# Problema a
Muestra cada una de las filas que contengan la palabra "lapel". Ten en cuenta las mayúsculas y las minúsculas.

# Texto
※
En una entrevista de 1968 concedida a la revista chilena Trilce, fundada por el poeta Omar Lara, Roberto Fernández Retamar confesaba: «… a mis veintitantos años, voluntariamente influido por la poesía inglesa —que en general conocí y sigo conociendo mal, pero así son las cosas—, y especialmente por Eliot —que acaso conocía un poco menos mal—, y queriendo salir de un ambiente poético enrarecido, di en buscar una poesía que se acercara a la conversación en su idioma, a lo inmediato en sus asuntos [...] pero no fue sino hasta la Revolución Cubana, en 1959, que empecé a trabajar con ese idioma que había intuido, necesitado». A pesar de su atención por La tierra baldía cuando era un joven que dominaba bien el inglés, en las productivas conversaciones que tuve con Fernández Retamar cuando trabajaba en Casa de las Américas y coincidíamos en el comedor, me confesó que su orientación hacia el coloquialismo se debió a sus lecturas de la obra de Eugenio Florit, el poeta de Doble acento (1937), en la etapa en que regresó a la serenidad luego del experimento con las vanguardias, especialmente Conversación con mi padre (1949).

T. S. Eliot fue un referente no solo para Retamar, sino para toda la generación poética de los años 50 en Hispanoamérica y en España; a pesar de que La tierra baldía vio la luz en 1922, estos versos ejercieron su encantamiento luminoso en los hispanohablantes mucho después, quizás por el sentido de desintegración que anunciaban, hecho realidad con la crisis de la sociedad moderna al finalizar la Segunda Guerra Mundial —a Eliot le fue otorgado el Premio Nobel de Literatura en 1948, y estaba considerado entre los grandes escritores en lengua inglesa, unido a nombres como James Joyce, Virginia Woolf y Ezra Poud, quienes fueron sus amigos, junto a otros, opositores literarios por su lirismo, como Dylan Thomas y W. H. Auden. Todos estos escritores fueron leídos por el joven poeta cubano, a pesar de que en 1968 todavía aseguraba no conocerlos bien. Lo que posiblemente fascinó a Fernández Retamar de Eliot fue su experimentación formal y el tono de trascendentalismo cercano a la perspectiva del ensayo, de interés para quien intentaba encontrar un estilo poético propio, más conectado a la comunicación, anhelo común con otros miembros de su generación, cubanos y en general latinoamericanos, como Ernesto Cardenal.
※
# Material del ejercicio

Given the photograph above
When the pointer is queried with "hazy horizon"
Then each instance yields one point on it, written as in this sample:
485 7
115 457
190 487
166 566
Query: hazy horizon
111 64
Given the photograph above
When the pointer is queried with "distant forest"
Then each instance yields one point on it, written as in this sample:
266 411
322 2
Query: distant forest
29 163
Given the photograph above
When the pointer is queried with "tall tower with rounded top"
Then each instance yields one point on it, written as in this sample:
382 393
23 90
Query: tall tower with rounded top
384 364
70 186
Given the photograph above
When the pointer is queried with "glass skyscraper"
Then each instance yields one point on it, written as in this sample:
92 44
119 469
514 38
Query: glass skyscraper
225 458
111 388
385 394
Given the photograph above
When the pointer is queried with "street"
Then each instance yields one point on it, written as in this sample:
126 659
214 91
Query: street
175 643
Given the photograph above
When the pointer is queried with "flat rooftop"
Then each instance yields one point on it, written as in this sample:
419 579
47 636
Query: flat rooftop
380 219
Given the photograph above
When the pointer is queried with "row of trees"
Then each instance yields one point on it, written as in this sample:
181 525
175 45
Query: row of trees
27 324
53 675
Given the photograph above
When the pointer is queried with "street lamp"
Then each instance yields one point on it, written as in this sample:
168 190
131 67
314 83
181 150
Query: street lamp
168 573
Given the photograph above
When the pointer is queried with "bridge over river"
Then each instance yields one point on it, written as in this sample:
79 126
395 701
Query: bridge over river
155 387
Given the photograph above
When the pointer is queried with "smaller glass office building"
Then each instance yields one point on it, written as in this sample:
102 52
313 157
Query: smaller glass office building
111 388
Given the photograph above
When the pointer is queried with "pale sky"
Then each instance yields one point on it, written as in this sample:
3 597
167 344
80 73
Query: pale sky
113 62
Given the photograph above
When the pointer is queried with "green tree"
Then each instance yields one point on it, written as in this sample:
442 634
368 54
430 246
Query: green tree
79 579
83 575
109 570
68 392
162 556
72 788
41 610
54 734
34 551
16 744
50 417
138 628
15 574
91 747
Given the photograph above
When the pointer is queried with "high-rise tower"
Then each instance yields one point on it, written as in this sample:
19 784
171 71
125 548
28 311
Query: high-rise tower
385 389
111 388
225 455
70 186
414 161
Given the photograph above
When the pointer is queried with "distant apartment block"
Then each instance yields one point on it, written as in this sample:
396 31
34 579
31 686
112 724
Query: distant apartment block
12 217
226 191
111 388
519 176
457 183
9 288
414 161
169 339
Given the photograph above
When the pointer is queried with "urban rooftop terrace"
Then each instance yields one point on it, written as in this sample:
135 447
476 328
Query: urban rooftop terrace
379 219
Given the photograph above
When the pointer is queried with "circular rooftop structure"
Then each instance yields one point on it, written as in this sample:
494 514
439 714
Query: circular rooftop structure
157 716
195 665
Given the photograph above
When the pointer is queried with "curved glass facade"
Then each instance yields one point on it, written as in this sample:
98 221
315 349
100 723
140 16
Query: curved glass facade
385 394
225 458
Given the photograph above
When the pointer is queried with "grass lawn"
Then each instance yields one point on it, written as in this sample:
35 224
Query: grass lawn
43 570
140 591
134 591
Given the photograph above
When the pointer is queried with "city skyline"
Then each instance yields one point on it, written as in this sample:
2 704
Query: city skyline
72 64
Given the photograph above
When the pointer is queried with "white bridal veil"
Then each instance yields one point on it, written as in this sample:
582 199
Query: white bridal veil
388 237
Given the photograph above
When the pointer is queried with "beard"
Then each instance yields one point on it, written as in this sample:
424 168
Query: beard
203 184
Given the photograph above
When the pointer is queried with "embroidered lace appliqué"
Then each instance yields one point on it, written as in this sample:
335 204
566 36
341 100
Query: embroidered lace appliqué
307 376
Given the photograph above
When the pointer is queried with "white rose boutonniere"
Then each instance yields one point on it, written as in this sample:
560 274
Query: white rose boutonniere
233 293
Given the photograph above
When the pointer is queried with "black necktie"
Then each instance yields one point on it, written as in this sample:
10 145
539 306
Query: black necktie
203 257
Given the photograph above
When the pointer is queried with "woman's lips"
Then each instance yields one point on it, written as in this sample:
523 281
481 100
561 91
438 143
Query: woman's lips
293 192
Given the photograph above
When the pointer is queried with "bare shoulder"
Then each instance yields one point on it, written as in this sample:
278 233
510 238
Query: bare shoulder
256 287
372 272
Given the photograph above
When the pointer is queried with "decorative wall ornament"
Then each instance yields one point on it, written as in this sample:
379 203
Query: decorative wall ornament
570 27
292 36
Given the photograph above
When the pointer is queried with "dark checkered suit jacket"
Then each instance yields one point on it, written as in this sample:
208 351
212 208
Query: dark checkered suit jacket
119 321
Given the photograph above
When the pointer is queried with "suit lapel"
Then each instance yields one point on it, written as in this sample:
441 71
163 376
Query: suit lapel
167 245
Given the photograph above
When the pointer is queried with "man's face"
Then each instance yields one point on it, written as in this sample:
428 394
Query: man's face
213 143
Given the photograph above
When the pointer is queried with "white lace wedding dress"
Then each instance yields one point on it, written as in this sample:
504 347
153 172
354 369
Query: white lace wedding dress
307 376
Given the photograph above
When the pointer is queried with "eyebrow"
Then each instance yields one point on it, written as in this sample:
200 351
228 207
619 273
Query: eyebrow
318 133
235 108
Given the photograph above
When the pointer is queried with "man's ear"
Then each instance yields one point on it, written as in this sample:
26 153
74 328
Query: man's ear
※
# Problema b
Según el texto sobre Fernández Retamar, ¿en qué año le dieron a Eliot el Premio Nobel de Literatura?

# Solución detallada a
When the pointer is queried with "suit lapel"
Query: suit lapel

# Solución detallada b
En 1948.